> _PROBLEM STATEMENT_
Copy the items below word for word, from the line holding "Task: segment the" through the line holding "box: [278, 217, 302, 232]", both included.

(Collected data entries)
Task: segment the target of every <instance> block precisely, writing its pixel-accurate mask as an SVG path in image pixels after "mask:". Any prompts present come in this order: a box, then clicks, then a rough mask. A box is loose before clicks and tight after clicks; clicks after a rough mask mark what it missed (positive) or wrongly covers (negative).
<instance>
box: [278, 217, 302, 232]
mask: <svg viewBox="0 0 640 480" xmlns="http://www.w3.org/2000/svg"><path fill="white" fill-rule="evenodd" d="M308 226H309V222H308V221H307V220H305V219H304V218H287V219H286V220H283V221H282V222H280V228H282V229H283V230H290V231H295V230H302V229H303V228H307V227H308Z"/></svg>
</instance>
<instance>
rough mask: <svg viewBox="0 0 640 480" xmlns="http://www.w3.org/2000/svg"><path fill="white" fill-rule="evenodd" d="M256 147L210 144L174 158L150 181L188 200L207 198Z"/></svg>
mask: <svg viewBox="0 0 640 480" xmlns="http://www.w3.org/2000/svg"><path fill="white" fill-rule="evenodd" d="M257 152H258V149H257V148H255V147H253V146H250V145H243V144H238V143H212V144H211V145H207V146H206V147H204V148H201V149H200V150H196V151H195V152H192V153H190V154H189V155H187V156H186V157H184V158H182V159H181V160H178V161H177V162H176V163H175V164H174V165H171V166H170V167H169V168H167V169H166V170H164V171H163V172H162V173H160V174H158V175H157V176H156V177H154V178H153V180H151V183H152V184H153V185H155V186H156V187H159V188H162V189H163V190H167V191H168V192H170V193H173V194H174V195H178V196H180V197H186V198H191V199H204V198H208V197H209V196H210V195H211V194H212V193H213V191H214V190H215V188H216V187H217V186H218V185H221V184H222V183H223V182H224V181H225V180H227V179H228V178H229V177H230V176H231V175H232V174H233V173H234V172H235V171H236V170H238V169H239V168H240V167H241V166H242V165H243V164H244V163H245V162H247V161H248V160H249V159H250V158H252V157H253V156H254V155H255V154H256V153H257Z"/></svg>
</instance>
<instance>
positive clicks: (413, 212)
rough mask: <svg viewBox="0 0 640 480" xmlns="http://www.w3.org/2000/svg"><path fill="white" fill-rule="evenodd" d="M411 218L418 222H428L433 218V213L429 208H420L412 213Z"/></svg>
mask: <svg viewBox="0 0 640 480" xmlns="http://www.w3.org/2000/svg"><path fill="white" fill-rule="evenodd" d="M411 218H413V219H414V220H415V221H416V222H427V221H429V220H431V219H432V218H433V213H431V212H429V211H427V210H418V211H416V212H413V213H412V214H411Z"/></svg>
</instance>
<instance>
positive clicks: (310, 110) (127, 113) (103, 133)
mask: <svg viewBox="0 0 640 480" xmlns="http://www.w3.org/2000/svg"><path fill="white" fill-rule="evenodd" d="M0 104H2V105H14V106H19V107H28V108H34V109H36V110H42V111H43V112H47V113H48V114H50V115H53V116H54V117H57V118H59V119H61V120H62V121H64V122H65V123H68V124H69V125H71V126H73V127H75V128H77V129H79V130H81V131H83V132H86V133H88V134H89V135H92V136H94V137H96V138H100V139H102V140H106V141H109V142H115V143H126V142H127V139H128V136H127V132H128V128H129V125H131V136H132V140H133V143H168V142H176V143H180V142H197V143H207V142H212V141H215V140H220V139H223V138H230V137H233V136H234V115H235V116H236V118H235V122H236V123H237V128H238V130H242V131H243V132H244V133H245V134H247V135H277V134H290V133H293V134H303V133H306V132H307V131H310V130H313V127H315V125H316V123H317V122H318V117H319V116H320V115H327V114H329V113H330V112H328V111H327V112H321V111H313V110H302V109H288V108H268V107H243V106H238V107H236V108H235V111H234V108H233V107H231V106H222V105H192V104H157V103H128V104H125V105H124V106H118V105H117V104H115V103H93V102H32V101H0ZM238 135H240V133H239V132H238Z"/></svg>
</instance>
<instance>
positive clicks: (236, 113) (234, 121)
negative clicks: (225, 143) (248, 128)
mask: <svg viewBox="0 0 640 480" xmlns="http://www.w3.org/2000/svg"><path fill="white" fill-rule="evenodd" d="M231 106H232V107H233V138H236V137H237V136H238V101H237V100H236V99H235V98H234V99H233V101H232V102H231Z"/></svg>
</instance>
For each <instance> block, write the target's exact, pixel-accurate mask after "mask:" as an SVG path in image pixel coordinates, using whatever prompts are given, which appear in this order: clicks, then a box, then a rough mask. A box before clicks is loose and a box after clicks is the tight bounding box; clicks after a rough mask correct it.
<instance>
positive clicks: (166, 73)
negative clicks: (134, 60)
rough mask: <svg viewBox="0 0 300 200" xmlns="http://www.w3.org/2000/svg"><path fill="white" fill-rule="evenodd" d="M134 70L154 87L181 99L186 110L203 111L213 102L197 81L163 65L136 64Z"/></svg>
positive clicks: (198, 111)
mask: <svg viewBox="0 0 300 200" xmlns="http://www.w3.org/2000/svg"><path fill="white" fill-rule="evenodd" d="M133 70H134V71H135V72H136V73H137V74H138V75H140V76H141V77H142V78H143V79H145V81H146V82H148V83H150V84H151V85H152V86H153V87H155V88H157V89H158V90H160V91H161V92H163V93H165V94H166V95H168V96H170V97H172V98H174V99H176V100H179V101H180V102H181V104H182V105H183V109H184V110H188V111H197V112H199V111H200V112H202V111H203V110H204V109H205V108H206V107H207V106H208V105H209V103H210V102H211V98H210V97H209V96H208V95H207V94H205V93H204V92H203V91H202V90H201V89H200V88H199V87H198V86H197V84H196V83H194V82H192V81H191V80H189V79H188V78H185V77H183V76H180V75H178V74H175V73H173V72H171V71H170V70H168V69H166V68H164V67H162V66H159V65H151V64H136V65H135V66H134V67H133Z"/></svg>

...

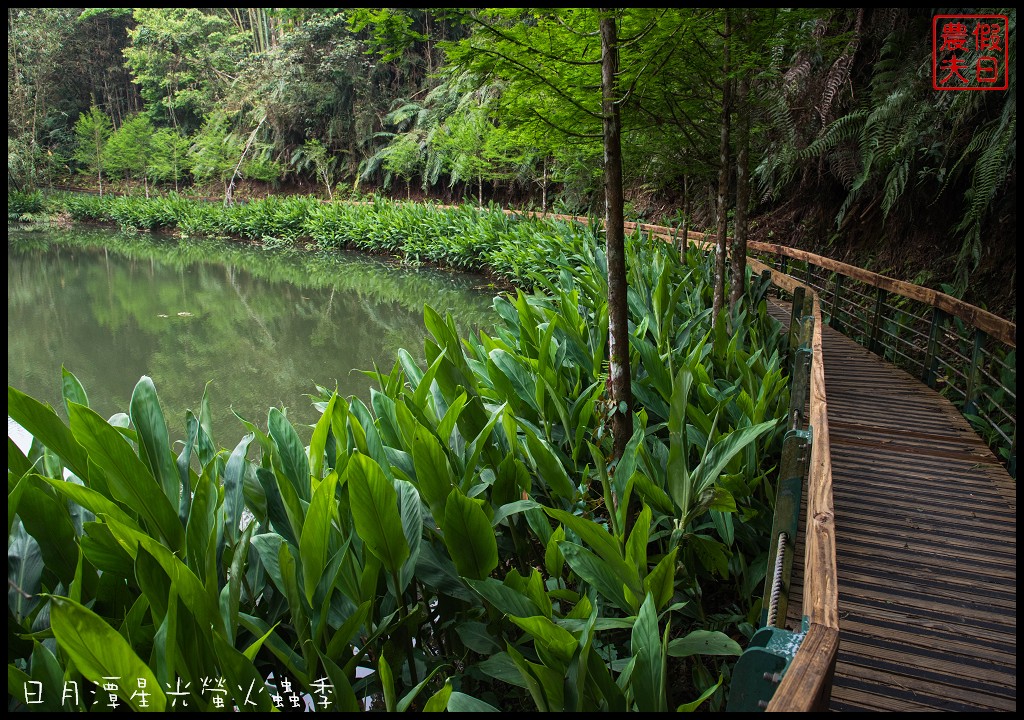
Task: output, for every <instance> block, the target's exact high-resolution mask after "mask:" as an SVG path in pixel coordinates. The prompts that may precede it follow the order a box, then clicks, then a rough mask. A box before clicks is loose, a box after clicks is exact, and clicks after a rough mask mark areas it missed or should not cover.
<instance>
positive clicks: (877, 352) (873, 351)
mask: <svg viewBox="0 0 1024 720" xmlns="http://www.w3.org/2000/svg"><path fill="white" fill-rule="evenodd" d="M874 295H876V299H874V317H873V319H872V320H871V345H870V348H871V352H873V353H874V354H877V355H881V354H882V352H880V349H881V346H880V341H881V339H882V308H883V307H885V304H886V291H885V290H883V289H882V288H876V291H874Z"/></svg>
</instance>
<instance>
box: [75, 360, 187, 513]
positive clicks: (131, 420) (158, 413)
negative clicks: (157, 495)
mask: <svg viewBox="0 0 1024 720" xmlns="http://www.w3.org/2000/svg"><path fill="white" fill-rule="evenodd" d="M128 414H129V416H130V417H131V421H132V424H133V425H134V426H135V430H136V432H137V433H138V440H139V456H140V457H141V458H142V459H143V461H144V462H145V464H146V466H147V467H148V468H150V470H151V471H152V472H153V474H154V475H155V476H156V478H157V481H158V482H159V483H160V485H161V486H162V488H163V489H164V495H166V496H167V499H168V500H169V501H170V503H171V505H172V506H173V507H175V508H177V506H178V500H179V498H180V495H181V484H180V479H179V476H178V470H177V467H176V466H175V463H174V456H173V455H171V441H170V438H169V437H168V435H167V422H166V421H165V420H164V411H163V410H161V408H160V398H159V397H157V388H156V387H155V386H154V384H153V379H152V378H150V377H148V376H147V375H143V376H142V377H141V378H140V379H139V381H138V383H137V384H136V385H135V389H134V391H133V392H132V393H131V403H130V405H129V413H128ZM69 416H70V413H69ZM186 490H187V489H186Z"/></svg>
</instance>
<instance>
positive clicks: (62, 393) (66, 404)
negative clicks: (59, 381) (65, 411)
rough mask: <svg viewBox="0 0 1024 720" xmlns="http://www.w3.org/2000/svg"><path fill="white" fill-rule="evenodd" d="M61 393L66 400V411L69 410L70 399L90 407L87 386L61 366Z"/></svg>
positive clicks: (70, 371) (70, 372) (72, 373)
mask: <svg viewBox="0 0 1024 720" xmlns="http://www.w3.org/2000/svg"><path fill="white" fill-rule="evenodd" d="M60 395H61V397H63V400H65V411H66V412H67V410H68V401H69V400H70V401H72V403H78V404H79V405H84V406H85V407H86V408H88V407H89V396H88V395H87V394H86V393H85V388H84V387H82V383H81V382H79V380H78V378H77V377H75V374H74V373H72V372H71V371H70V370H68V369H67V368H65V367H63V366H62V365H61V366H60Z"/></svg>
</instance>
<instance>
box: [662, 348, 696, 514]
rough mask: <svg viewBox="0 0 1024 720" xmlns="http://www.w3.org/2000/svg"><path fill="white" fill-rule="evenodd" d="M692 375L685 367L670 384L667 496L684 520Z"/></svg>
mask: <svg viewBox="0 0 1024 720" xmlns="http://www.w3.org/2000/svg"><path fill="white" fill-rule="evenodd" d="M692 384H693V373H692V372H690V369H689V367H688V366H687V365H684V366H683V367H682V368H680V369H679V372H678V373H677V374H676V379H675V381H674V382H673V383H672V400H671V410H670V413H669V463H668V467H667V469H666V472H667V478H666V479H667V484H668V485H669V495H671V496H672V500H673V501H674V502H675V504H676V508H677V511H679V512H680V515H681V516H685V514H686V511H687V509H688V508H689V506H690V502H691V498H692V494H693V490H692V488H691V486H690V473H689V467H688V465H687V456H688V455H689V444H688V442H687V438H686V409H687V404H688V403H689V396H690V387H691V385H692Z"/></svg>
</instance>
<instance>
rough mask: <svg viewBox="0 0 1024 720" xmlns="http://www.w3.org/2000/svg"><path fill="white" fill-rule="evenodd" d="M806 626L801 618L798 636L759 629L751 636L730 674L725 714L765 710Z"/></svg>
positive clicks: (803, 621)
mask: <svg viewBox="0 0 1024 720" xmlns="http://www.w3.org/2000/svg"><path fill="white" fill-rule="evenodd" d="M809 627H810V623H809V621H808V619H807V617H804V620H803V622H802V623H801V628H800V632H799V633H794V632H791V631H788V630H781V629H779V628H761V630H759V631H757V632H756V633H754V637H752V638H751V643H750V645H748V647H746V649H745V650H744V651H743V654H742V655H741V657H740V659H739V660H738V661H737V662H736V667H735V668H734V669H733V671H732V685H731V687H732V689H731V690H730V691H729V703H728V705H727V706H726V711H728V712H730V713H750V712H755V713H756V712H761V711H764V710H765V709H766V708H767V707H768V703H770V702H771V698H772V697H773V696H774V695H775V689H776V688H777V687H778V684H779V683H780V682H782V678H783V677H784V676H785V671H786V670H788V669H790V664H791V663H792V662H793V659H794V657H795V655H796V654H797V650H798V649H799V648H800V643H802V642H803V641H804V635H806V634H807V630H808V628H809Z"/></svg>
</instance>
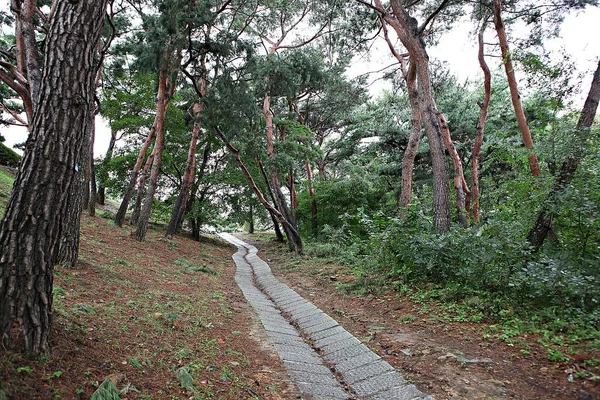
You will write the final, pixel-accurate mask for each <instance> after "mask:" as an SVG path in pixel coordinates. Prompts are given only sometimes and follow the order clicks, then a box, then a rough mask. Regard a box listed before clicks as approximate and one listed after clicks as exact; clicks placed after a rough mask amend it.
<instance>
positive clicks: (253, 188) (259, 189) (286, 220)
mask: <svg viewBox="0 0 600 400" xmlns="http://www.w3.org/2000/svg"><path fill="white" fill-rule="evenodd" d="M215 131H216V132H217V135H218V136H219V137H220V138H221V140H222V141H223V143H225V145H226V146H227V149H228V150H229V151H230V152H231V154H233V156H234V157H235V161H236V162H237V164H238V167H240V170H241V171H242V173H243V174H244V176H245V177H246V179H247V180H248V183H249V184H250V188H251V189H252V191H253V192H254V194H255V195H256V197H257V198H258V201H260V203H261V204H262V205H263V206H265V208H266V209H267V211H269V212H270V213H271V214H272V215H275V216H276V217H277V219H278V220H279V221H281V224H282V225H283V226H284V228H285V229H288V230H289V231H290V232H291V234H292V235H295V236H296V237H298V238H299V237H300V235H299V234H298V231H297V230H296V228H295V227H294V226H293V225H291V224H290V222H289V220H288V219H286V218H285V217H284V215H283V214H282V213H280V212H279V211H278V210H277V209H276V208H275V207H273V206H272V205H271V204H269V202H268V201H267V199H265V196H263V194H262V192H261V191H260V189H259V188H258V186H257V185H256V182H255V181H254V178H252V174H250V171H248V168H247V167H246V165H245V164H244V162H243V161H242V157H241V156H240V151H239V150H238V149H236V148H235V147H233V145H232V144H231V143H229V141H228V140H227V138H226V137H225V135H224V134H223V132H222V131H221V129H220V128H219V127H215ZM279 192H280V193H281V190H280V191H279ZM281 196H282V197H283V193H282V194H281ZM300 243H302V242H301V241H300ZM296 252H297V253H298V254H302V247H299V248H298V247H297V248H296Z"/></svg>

> _SOLUTION_
Task: segment the target of every <instance> block precisely, writing its pixel-accurate mask as an SVG path in image pixels after "mask:". Any prompts present come in this order: a box, then clicks, then a rough mask. A box is loose before clicks and tight after clicks; clicks after a rough mask mark what it missed (positive) or wrongly covers (negative).
<instance>
box: [278, 217, 302, 232]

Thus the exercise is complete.